BEGIN

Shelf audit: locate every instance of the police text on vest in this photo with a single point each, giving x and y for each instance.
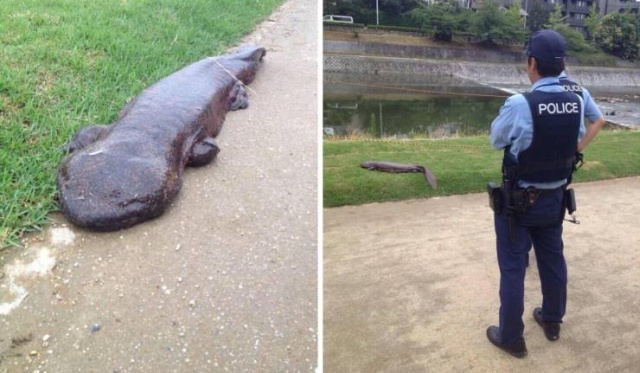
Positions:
(557, 108)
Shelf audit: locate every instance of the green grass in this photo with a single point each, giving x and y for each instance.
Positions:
(461, 166)
(65, 64)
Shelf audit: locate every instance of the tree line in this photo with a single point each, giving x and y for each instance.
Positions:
(615, 33)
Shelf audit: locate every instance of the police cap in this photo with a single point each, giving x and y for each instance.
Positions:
(547, 46)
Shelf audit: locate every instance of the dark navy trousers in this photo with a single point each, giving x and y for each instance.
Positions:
(541, 225)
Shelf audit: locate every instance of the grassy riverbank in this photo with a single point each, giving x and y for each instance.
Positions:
(70, 63)
(461, 166)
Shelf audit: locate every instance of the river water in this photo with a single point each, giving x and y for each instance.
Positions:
(436, 107)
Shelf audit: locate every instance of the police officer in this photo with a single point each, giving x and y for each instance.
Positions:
(591, 110)
(539, 132)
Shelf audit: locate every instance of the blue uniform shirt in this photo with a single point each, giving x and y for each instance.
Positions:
(591, 110)
(514, 125)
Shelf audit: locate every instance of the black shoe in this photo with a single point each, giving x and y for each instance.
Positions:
(551, 329)
(518, 349)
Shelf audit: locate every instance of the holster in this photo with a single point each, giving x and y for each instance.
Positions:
(496, 197)
(570, 200)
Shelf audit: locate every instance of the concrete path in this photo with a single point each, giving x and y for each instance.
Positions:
(412, 286)
(225, 280)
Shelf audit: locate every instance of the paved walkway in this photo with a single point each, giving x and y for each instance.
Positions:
(412, 286)
(225, 280)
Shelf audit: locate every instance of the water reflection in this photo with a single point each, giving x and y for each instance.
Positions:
(405, 107)
(433, 117)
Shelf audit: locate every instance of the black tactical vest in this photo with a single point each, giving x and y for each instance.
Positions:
(571, 86)
(556, 123)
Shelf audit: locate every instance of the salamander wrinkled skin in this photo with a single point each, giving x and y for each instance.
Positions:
(122, 174)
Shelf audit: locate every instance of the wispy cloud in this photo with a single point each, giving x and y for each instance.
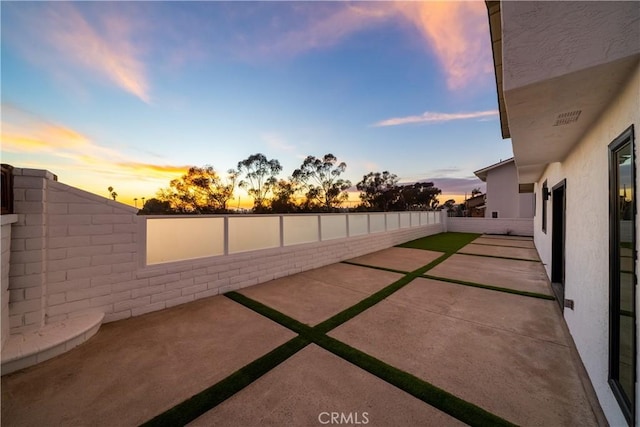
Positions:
(432, 117)
(277, 142)
(59, 37)
(23, 132)
(457, 31)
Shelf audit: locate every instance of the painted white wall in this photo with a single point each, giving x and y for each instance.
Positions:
(503, 194)
(6, 221)
(540, 45)
(587, 236)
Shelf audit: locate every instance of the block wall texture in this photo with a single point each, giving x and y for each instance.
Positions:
(514, 226)
(74, 252)
(7, 220)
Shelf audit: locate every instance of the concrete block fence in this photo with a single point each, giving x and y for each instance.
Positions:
(72, 260)
(76, 259)
(513, 226)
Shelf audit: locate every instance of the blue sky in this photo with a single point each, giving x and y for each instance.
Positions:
(129, 94)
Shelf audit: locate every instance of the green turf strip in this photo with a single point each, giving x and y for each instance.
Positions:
(500, 257)
(375, 267)
(197, 405)
(428, 393)
(490, 287)
(275, 315)
(442, 242)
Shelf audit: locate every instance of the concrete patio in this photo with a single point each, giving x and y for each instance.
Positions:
(503, 352)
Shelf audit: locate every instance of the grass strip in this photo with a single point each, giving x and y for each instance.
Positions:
(438, 398)
(442, 242)
(374, 267)
(501, 257)
(195, 406)
(428, 393)
(491, 287)
(508, 237)
(351, 312)
(266, 311)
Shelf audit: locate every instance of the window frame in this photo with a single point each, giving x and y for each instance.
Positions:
(627, 403)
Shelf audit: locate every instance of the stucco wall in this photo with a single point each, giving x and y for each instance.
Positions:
(502, 191)
(587, 236)
(540, 45)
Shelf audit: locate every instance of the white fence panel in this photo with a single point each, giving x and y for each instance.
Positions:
(300, 229)
(253, 233)
(358, 224)
(333, 226)
(177, 239)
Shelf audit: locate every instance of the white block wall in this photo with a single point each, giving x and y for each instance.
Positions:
(513, 226)
(7, 220)
(74, 252)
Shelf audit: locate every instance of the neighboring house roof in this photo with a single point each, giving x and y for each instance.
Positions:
(482, 173)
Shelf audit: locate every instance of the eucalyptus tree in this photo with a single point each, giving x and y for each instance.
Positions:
(320, 178)
(259, 178)
(200, 191)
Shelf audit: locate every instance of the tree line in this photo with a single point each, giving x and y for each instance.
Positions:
(316, 186)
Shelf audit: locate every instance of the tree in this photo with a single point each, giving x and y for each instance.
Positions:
(112, 193)
(377, 190)
(321, 180)
(283, 200)
(421, 195)
(260, 177)
(199, 191)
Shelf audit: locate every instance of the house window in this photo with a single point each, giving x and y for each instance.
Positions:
(622, 282)
(545, 197)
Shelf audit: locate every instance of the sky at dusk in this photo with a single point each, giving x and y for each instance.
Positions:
(130, 94)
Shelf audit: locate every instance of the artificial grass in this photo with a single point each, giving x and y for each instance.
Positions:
(501, 257)
(197, 405)
(392, 270)
(490, 287)
(438, 398)
(266, 311)
(443, 242)
(428, 393)
(448, 243)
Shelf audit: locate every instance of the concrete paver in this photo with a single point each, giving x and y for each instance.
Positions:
(530, 317)
(513, 274)
(352, 277)
(134, 369)
(312, 301)
(403, 259)
(528, 381)
(306, 388)
(500, 251)
(508, 354)
(520, 242)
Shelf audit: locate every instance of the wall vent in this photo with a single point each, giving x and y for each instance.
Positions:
(567, 118)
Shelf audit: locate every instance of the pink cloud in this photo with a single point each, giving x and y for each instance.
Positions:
(63, 40)
(431, 117)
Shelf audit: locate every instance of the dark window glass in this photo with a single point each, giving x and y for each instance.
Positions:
(622, 251)
(545, 197)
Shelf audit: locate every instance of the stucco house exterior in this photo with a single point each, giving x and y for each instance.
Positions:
(505, 198)
(568, 83)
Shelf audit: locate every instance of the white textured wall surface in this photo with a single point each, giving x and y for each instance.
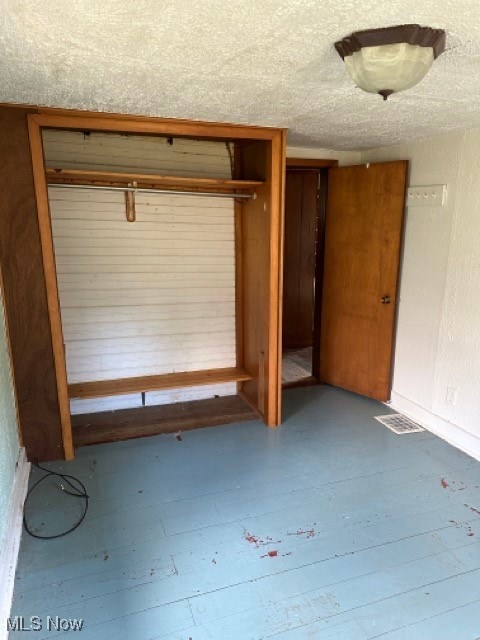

END

_YOUR ASSIGNMENT:_ Each record above must be set down again unchanged, with its pictures left out.

_REPLY TO THE TASK:_
Shelf audit: locate every instance of the police text on vest in this photo with a single point each, giving x and y for each instance.
Positions:
(557, 108)
Shelf audit: locate every instance of the green grass in this photo with a single point each, giving x and y for each instance.
Positions:
(461, 166)
(65, 64)
Shelf audit: locate every instance of the tree line in this photo with a single point each, giving x and y for each instance.
Positions:
(615, 33)
Shelf audit: locate every instance of the police cap in this photo with a single point each, giving x and y for each instance.
Positions:
(547, 46)
Shelf audit: locate every instance of the dark navy trousers in this photo with a single point each, giving x and y for each instance.
Positions:
(541, 225)
Shelf audit: locate every instance of the grassy riverbank in this photo with a single point each, giving x and y for each instance.
Positions:
(70, 63)
(461, 166)
Shelf audit: locate every instance of the river water in this photo with a single point each, giving x and y for each instance.
Positions:
(436, 107)
Shelf audit: locate every instance of the police officer in this photo with a single point each, giving x and y for each instance.
Positions:
(591, 110)
(539, 132)
Shelf audit: locate every instance of the blue uniform shirt in this photo with a single point each, giving x and y for each instance.
Positions:
(591, 110)
(514, 125)
Shelf audit: locate every instance of the black shoe in this photo with a single point each, giving x and y for each instance.
Positions:
(551, 329)
(518, 349)
Shelf audit: locate every instance of the holster in this photo with a single point each, giving x and y for each instance.
Positions:
(496, 197)
(570, 200)
Shelf audit: locate every instance of the concrete path in this photo with a single point each, giving x and y for each instance.
Positions:
(412, 286)
(225, 280)
Shelf audit: locate every instance of the paved walkway in this photo with a single point each, giving x and y for each instance.
Positions:
(412, 286)
(225, 280)
Shelf audit: locate every instance of the water reflection in this photo with a single point each, giving x and y for each instance.
Positions:
(405, 107)
(433, 117)
Shelf audit: locate every instance of the black tactical vest in this photo with a single point each, giving x and y for each instance.
Positions:
(571, 86)
(556, 123)
Shelf audit: locate every instance of the salamander wrinkled skin in this photo with a single point each, giving x and y for each instance.
Positions:
(122, 174)
Shelf audit: locate every instance of the wispy cloud in this photo with a single point each, giving x and y for each instance.
Positions:
(432, 117)
(277, 142)
(59, 37)
(23, 132)
(457, 31)
Shelf audit: locate every instance of the painted white wall in this photo with a single point each, giving x and y for each instance.
Positions:
(503, 194)
(6, 221)
(540, 45)
(587, 236)
Shelf audit: locate every instance of the block wall texture in this photo with a single point each, giving x and y for each instance.
Positions:
(514, 226)
(74, 252)
(7, 220)
Shelf audit: locate every instance of the concrete block fence in this photo with a single point each, giving x and y for each instance.
Positions:
(72, 260)
(76, 259)
(513, 226)
Shelf audit: locate every instance of the blue sky in this photo with a single point each, giving x and y for each instance.
Positions:
(129, 94)
Shelf audit: locate every instance of the green turf strip in this photo with a single point each, giving x and y for each instance.
Positions:
(500, 257)
(375, 267)
(197, 405)
(428, 393)
(490, 287)
(275, 315)
(442, 242)
Shelf audit: locate every instance of the concrete patio in this photo with a single point each, giving x and y for each instance.
Positions:
(503, 352)
Shelf audit: locate every instance of the grass strip in this photo with a single point each, giving x and y for each instance.
Positions:
(438, 398)
(442, 242)
(374, 267)
(501, 257)
(195, 406)
(428, 393)
(491, 287)
(508, 237)
(351, 312)
(266, 311)
Shelf audit: locate every instance of the window frame in this photo with a single point each, giving x and y for each instance.
Positions:
(627, 403)
Shelf audit: locate every instance of the stucco wall in this photo with a single point each, giving x and y for each instance.
Positions:
(502, 191)
(587, 236)
(540, 45)
Shelf audit: locate every instance of the white fence panel in this photo with a single point each, giving x and y for each instance.
Positions:
(300, 229)
(253, 233)
(358, 224)
(333, 226)
(177, 239)
Shelf audit: locate every instance of the white block wall in this photo with a single point each, giving x and y for each instance.
Positions:
(513, 226)
(7, 220)
(74, 252)
Shelf audit: locate every instance of the neighboring house roof in this photo with a single point each, giving x and y for each instance.
Positions:
(482, 173)
Shelf audit: locate every instance of the eucalyptus tree in this photo with a single point each, giving x and y for each instance.
Positions:
(320, 178)
(259, 178)
(200, 191)
Shelf audit: locate every instance of the tree line in this photo with a single point each, giving x and y for each instance.
Positions:
(316, 186)
Shelf audit: locate every instance of the tree in this photo with a single point each, giving x and y for each instance.
Positions:
(112, 193)
(377, 190)
(321, 180)
(283, 200)
(421, 195)
(260, 177)
(199, 191)
Shelf audit: locate every instance of the house window in this photo with a single point each, giving x and y for each instance.
Positions:
(622, 282)
(545, 197)
Shelf audit: locate every instance of the sky at dusk in this photo with a single point each, giving x and y for each instance.
Positions:
(130, 94)
Shelf audit: locate every instance of the artificial grass in this photo with a single point each, giving x and y for each instance.
Positions:
(501, 257)
(197, 405)
(392, 270)
(490, 287)
(438, 398)
(266, 311)
(443, 242)
(428, 393)
(448, 243)
Shelf audit: locate every instance of the concrete paver in this photo with a single point each, giving x and y for each instance.
Positions:
(530, 317)
(513, 274)
(352, 277)
(134, 369)
(312, 301)
(403, 259)
(528, 381)
(306, 388)
(500, 251)
(508, 354)
(520, 242)
Shelf audit: locate every instance of the wall vent in this photo with a single point each, giving x and y for each instance.
Positions:
(567, 118)
Shelf audit: locate every instance of the pink cloud in this photo with a single point each, giving x and y for each instance.
Positions:
(63, 40)
(431, 117)
Shelf audit: locate every instance of the dark window glass in this photo with a single point each, giving x and y for each instance.
Positions:
(622, 251)
(545, 197)
Shelf audit: locate every instance of the stucco house exterior in this photo with a single point each, giving x and y for each instance.
Positions:
(505, 198)
(568, 83)
Shelf audit: locate every instance of the white textured wall surface in this photo with a single point each, giving x and y for each instance.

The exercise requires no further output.